**RECORDS SUPPLIED:**
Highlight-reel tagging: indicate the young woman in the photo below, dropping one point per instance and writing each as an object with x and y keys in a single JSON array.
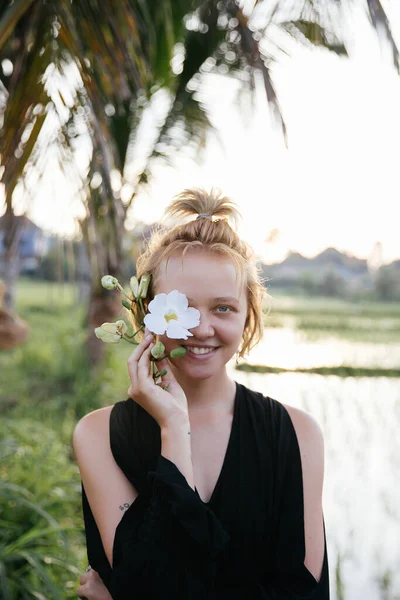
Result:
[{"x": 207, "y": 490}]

--

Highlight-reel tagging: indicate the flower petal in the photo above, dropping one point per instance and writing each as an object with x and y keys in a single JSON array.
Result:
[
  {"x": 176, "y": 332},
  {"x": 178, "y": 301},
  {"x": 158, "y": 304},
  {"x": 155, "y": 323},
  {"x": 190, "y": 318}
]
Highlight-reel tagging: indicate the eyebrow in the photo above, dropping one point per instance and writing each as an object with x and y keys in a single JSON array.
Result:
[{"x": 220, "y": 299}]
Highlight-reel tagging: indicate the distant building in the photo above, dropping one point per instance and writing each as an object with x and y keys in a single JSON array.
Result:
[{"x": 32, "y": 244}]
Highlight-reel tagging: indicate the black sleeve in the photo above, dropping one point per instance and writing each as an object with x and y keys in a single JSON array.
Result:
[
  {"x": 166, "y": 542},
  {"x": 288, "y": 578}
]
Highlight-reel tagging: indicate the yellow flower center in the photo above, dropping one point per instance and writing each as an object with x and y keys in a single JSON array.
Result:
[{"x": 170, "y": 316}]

--

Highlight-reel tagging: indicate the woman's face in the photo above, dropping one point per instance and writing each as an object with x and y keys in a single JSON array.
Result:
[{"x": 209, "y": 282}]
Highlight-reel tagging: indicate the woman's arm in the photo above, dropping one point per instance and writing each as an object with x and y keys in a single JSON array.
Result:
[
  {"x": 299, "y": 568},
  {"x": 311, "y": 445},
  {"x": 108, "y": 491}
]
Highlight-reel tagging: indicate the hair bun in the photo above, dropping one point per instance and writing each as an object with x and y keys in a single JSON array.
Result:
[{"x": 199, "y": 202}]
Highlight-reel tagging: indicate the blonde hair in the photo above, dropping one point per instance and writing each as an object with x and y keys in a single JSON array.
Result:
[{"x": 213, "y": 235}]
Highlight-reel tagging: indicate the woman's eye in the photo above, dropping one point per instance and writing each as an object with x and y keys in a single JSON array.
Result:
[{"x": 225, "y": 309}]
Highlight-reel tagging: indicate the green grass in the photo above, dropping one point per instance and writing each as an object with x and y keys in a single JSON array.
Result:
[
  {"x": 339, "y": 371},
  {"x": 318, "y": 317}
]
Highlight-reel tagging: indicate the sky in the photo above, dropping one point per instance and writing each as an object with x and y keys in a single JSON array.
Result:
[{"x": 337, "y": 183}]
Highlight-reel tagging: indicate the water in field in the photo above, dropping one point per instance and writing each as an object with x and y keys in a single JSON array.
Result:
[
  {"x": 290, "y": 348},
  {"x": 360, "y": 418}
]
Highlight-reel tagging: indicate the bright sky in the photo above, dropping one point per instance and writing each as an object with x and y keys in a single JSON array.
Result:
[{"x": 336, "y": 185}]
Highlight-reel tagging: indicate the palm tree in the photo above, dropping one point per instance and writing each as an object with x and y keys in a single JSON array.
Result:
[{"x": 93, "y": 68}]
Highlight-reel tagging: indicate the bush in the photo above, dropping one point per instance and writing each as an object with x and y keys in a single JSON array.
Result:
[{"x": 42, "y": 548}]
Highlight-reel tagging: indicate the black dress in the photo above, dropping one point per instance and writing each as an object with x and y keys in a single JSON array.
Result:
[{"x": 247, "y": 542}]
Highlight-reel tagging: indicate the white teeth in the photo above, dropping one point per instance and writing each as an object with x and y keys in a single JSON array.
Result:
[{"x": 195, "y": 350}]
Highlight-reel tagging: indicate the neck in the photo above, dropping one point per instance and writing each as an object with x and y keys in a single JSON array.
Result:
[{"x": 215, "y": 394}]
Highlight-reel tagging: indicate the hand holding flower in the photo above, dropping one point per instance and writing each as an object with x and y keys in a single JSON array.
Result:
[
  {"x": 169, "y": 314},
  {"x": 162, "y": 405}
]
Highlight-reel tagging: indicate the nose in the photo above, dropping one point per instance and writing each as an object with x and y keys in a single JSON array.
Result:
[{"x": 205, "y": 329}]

**DIRECTION:** Count the lines in the data above that contain the string "field", treating uppercase and lowercase as different. Reply with the number alone.

**SOLUTION TO THIS TASK:** 1